Directions for this task
Return each line of the records below that contains the string "evenodd", matching case exactly.
** Start Rows **
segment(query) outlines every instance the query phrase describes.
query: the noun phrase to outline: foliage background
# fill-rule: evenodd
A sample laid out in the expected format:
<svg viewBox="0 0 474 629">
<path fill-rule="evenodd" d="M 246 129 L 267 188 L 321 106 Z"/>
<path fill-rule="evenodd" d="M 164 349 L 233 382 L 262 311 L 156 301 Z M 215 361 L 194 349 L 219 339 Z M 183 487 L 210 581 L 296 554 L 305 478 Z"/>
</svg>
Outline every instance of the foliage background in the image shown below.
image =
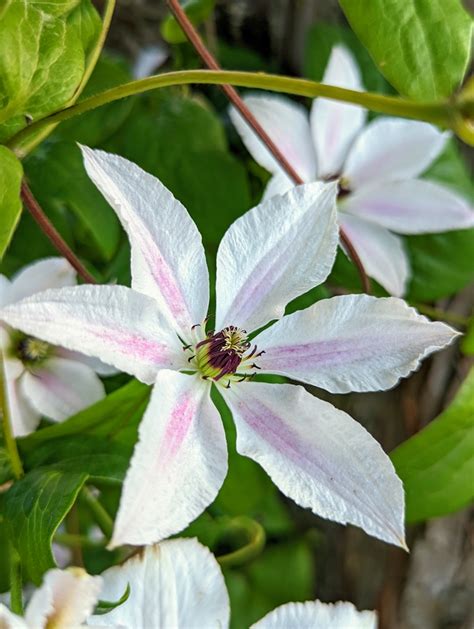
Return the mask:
** End Rows **
Answer to the task
# fill-rule: evenodd
<path fill-rule="evenodd" d="M 246 129 L 267 188 L 321 106 Z"/>
<path fill-rule="evenodd" d="M 164 349 L 233 382 L 262 311 L 156 301 Z M 215 361 L 194 349 L 219 339 Z M 183 487 L 210 581 L 296 554 L 305 478 Z"/>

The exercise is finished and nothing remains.